____ EXCERPTED TEXT
An example embedding workflow

This page provides an example workflow that demonstrates how the embedding() function works together with your table-stored data and pgvector functionality. The example uses plain-text input to fetch a result from a database that relies on large language model (LLM)-driven semantic parsing of the text's meaning.

An example scenario

Imagine a database running on AlloyDB with the following aspects:

  • The database contains a table, items. Each row in this table describes an item that your business sells.

  • The items table contains a column, complaints. This TEXT column stores buyer complaints logged about each item.

  • The database integrates with the Vertex AI Model Garden, giving it access to the textembedding-gecko LLM.

Even though this database stores complaints about items, these complaints are stored as plain text, making it challenging to query. For example, if you want to see which items have the most complaints from customers who received the wrong color of merchandise, then you can perform ordinary SQL queries on the table, looking for various keyword matches. However, this approach only matches rows that contain those exact keywords.

For example, a basic SQL query such as SELECT * FROM item WHERE complaints LIKE "%wrong color%" doesn't return a row whose complaints field contains only The picture shows a blue one, but the one I received was red.

SQL queries using LLM-powered embeddings can help bridge this gap. By applying embeddings, you can query the table in this example for items whose complaints have semantic similarity to a given text prompt, such as "It was the wrong color".

The following steps show how to enable this in the example setup described earlier.

Prepare the table

Before you run LLM-based queries on the items table's content, you must prepare the table to store and index embeddings based on your existing data.

Create a column to store embeddings

Add a column to the table for storing embeddings.
________
*ACTION ITEM*
In the embedding workflow page, which LLM does the database gain access to by integrating with the Vertex AI Model Garden?
____ SOURCE INFORMATION
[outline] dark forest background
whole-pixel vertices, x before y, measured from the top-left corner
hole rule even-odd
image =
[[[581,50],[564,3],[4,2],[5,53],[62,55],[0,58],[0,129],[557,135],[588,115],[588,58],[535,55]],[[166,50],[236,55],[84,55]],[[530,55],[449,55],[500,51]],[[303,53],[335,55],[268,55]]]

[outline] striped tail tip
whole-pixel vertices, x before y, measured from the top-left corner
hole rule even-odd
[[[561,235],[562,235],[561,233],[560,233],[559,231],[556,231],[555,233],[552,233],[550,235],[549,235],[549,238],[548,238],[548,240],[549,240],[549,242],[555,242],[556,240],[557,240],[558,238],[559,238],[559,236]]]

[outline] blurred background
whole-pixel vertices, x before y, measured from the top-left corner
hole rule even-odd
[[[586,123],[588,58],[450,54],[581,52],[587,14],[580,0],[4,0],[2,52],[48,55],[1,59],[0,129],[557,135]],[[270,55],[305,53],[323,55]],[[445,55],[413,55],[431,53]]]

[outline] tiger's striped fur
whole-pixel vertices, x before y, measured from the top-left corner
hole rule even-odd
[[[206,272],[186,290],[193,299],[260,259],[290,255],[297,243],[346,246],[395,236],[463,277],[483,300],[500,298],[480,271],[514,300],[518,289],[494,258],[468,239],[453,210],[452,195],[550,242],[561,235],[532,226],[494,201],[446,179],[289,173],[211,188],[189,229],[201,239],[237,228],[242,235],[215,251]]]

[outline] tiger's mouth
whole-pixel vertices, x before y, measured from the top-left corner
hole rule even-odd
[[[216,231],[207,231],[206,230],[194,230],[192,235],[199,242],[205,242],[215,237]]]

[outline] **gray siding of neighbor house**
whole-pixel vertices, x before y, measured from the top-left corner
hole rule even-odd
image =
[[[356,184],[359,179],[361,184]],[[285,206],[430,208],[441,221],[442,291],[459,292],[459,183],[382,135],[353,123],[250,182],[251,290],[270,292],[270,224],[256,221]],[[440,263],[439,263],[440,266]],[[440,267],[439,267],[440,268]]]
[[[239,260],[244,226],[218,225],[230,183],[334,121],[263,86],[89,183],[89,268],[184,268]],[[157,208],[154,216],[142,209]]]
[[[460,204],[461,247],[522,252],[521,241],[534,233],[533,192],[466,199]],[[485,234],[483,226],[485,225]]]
________
*ANSWER TO THIS TASK*
The textembedding-gecko LLM.